Zadanie →
Dopisz dalszy ciąg zamieszczonego niżej tekstu o cmentarzysku w leśnictwie Uniradze, zaczynając po jego ostatnim zdaniu.

MKTG NaM - pasek na kartach artykułów

Cmentarzysko sprzed czasów Chrystusa

(SzaM)
Studentki Monika Krogulec oraz Ivana Medenica i Olivera Krgović z Czarnogóry skrupulatnie ,obmiatają" znalezione kości.
Studentki Monika Krogulec oraz Ivana Medenica i Olivera Krgović z Czarnogóry skrupulatnie ,obmiatają" znalezione kości.
Fragmenty szkieletu prawdopodobnie z XI w.n.e., spalone kości oraz fragmenty ceramiki datowane na późną epokę brązu - to efekt blisko miesięcznej pracy archeologów na stanowisku archeologicznym w leśnictwie Uniradze.

Fragmenty szkieletu prawdopodobnie z XI w.n.e., spalone kości oraz fragmenty ceramiki datowane na późną epokę brązu - to efekt blisko miesięcznej pracy archeologów na stanowisku archeologicznym w leśnictwie Uniradze.

(Rekordy ze zbioru danych)
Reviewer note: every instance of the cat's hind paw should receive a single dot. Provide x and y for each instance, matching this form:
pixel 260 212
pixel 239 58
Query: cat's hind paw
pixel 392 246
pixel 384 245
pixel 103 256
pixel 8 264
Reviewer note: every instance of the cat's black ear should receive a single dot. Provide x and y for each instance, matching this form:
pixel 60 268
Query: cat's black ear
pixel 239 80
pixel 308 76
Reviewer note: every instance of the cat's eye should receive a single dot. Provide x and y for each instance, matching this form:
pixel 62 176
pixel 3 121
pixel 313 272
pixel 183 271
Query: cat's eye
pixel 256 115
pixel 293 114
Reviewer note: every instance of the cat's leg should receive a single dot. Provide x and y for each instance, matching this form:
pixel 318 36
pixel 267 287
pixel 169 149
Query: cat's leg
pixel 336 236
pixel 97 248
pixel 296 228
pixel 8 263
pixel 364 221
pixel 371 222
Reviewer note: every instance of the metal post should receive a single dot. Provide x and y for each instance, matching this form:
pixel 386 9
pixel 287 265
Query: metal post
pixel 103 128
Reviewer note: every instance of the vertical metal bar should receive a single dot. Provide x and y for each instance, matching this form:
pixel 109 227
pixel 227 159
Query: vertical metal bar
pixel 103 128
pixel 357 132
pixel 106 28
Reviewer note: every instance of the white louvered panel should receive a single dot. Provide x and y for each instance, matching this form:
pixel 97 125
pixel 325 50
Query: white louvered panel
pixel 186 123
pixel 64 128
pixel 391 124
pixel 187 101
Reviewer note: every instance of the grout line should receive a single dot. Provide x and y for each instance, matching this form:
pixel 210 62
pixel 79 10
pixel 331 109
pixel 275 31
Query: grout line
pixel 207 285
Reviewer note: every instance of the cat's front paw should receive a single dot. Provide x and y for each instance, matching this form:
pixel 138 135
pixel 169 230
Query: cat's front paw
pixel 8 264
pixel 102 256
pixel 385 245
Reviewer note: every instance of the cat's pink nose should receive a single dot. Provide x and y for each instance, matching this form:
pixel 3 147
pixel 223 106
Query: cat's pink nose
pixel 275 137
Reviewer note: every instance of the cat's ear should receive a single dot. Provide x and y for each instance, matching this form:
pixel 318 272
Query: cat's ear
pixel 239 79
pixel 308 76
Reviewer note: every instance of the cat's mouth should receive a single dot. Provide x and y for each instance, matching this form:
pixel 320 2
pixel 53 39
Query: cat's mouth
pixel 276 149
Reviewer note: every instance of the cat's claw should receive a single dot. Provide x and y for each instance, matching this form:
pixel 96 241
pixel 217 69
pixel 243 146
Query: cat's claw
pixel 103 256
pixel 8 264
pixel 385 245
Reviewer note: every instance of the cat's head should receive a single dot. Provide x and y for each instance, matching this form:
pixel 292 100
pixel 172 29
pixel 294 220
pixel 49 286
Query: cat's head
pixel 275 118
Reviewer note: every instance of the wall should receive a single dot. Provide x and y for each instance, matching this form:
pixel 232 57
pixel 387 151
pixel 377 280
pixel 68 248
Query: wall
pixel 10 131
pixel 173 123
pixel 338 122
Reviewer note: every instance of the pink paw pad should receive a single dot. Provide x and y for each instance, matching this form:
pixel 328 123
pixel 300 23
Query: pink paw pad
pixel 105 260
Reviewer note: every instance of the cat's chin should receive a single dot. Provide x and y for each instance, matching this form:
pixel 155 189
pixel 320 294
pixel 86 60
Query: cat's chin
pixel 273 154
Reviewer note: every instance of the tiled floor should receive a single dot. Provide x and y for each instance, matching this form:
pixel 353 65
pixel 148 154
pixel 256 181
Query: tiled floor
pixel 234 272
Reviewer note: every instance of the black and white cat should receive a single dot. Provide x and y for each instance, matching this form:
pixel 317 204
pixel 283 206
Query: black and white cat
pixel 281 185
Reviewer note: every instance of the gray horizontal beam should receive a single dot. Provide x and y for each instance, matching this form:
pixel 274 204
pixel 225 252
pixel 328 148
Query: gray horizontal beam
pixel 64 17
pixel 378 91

Wynik →
Badają od trzech lat

Prace na tym największym cmentarzysku kurhanowym w Polsce zostały wznowione trzy lata temu przez prof. Mariusza Ziółkowskiego z Instytutu Archeologii Uniwersytetu Warszawskiego. Pierwsze badania na tym terenie prowadzone były już w latach 1870. Archeolodzy powrócili na dawne stanowiska w roku 1922 i przed drugą wojną światową.
Tym razem ekipa składająca się ze studentów archeologii i amerykańskich wolontariuszy "przekopała" trzy kurhany - znaleziono fragmenty ceramiki, spalone kości ludzkie oraz fragmenty szkieletu.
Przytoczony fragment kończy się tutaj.